Material for this exercise:
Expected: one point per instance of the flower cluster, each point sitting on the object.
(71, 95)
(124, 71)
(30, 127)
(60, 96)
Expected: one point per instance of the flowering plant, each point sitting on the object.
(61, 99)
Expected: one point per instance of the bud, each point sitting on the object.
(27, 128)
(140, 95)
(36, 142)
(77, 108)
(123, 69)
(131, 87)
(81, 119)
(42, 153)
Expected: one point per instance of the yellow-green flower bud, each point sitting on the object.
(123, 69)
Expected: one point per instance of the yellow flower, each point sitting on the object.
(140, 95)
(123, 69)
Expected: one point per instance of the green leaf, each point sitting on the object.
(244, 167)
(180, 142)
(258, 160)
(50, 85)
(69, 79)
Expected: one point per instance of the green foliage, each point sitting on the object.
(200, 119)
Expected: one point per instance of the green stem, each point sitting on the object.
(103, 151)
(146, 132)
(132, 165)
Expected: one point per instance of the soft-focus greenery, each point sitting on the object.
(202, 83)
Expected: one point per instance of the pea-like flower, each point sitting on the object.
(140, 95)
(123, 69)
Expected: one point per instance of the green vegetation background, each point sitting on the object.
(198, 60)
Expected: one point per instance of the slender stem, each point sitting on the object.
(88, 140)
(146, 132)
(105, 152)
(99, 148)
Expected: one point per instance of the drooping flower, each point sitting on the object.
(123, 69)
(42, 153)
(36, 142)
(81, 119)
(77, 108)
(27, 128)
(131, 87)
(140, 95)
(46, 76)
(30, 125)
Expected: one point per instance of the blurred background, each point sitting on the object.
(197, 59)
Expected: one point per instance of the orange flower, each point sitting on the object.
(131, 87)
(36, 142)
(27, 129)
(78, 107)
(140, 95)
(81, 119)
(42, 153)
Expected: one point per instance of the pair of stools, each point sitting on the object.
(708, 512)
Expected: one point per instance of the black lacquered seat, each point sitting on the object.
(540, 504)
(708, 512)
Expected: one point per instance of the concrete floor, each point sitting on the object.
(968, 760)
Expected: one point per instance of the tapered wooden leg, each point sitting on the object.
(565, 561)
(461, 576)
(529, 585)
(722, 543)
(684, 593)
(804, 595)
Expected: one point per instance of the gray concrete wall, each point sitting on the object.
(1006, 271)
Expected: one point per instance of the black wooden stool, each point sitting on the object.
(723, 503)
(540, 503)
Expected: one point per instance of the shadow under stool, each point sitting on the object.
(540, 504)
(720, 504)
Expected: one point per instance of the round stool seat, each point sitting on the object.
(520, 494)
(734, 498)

Instructions to follow:
All of the data needs to be printed once more, exactly.

Solution to the problem:
Expected: one point per instance of the flower cluster, each point sitting on the object.
(71, 95)
(124, 71)
(30, 127)
(60, 96)
Expected: one point per instance of the flowering plant, each point sitting on the object.
(61, 99)
Expected: one point per instance of the bud, each point sitting on the object.
(27, 128)
(140, 95)
(36, 142)
(77, 108)
(123, 69)
(131, 87)
(81, 119)
(42, 153)
Expected: one point per instance of the yellow-green flower bud, each point sitting on the object.
(123, 69)
Expected: one point per instance of the yellow flower, each point sitting on the object.
(140, 95)
(123, 69)
Expected: one point per instance of the green leaf, each point sitting on the object.
(244, 167)
(180, 142)
(258, 160)
(50, 85)
(69, 79)
Expected: one point per instance of the green foliage, each point sitting on the object.
(200, 119)
Expected: one point per instance of the green stem, each point sitting on the object.
(103, 151)
(146, 132)
(132, 165)
Expected: one point per instance of the soft-focus greenery, each point sitting on the object.
(202, 83)
Expected: one point per instance of the pea-like flower, each point sitting on the object.
(140, 95)
(123, 69)
Expected: one point per instance of the green vegetation background, each point sitting on the object.
(198, 60)
Expected: one point per instance of the slender stem, each point sitting on the object.
(88, 140)
(146, 132)
(105, 152)
(99, 148)
Expected: one point per instance of the drooping flower, each point sitting on the object.
(123, 69)
(42, 153)
(36, 142)
(81, 119)
(77, 108)
(27, 128)
(131, 87)
(140, 95)
(46, 76)
(30, 125)
Expected: one point per instance of the blurred background, each point sitting on the object.
(197, 59)
Expected: one point per instance of the orange flower, each point sitting on the object.
(131, 87)
(36, 142)
(27, 129)
(78, 107)
(140, 95)
(81, 119)
(42, 153)
Expected: one point per instance of the pair of stools, each point sitting on the object.
(708, 512)
Expected: one point per instance of the black lacquered seat, each point sitting on the object.
(540, 504)
(708, 512)
Expected: one point per instance of the concrete floor, each point sitting on the object.
(968, 760)
Expected: one point per instance of the tapered wooden leg, each point sitting on the object.
(565, 561)
(461, 576)
(529, 585)
(722, 543)
(684, 593)
(804, 595)
Expected: one point per instance of the gray concrete wall, each point sitting on the object.
(1006, 271)
Expected: one point per instance of the black wooden stool, each point sitting on the object.
(723, 503)
(540, 503)
Expected: one point per instance of the shadow under stool, each point sitting on the object.
(540, 504)
(720, 504)
Expected: one point per instance of the round stool seat, each point sitting on the object.
(520, 494)
(734, 498)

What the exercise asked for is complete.